— EXTRACT PROVIDED —

# # # # # # #

Occupy Wall Street and Stir the Corporate Conscious

The move to Occupy Wall Street is a direct outcry of an economically impoverished people unemployed due to poor investment and credit management compounded by corporate cash hoarding. The frustration is directed at Wall Street but is representative of corporate practices in the U.S. Hopefully the protests are a wake up call to organizations that it is time to exercise corporate social responsibility.

The economic crisis hit the wall in 2009, but it was a slow decline coupled with the result of sub-prime lending. As early as June 2007, Bloomberg Businessweek warned about The Real Cost of Offshoring. The attractiveness of cost cuts lured U.S. organizations offshore. However, the gross domestic product, reported as healthy by the Bureau of Labor Statistics, was actually a phantom index.

While rumors abound with whispers of conspiracy, accusations of greed and government favoritism, what do these rumors accomplish? We are a capitalist society, based on supply and demand, production and consumer. What can make the U.S. capitalistic economy great is self-regulation of wealth.

Henry George, sometimes referred to as the father of modern capitalism, summed this up in the preface of his book Progress and Poverty:
"To those who, seeing the vice and misery that spring from the unequal distribution of wealth and privilege, feel the possibility of a higher social state and would strive for its attainment."

Henry George's theory of capitalism is based on four ideas:
  1. he who makes should have;
  2. he who saves should enjoy;
  3. what the community produces belongs to the community for communal uses; and God's earth, all of it, is the right of the people who inhabit the earth.
Taxing the rich will not change the economic situation. Making the federal government responsible for the economy will not change the situation. What can influence change in the U.S. economy is best accomplished by enacting the community premise: what the community produces belongs to the community for communal uses.

# # # # # # #

— DATA SECTION —

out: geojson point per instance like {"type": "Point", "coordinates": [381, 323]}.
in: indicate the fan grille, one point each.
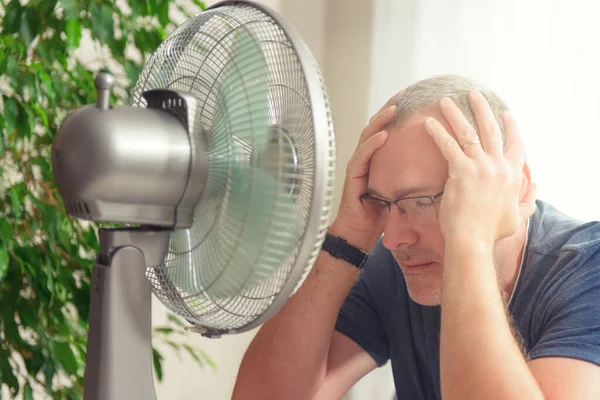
{"type": "Point", "coordinates": [261, 126]}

# # # # # # #

— TASKS TO COMPLETE —
(1) Reproduce the portion of the Occupy Wall Street essay between "While rumors abound" and "self-regulation of wealth.", inclusive.
(2) According to the Occupy Wall Street essay, in what month and year did Bloomberg Businessweek warn about The Real Cost of Offshoring?
The listing comes from a separate source, unrelated to the Occupy Wall Street essay.

— REPLIES —
(1)
While rumors abound with whispers of conspiracy, accusations of greed and government favoritism, what do these rumors accomplish? We are a capitalist society, based on supply and demand, production and consumer. What can make the U.S. capitalistic economy great is self-regulation of wealth.

(2) June 2007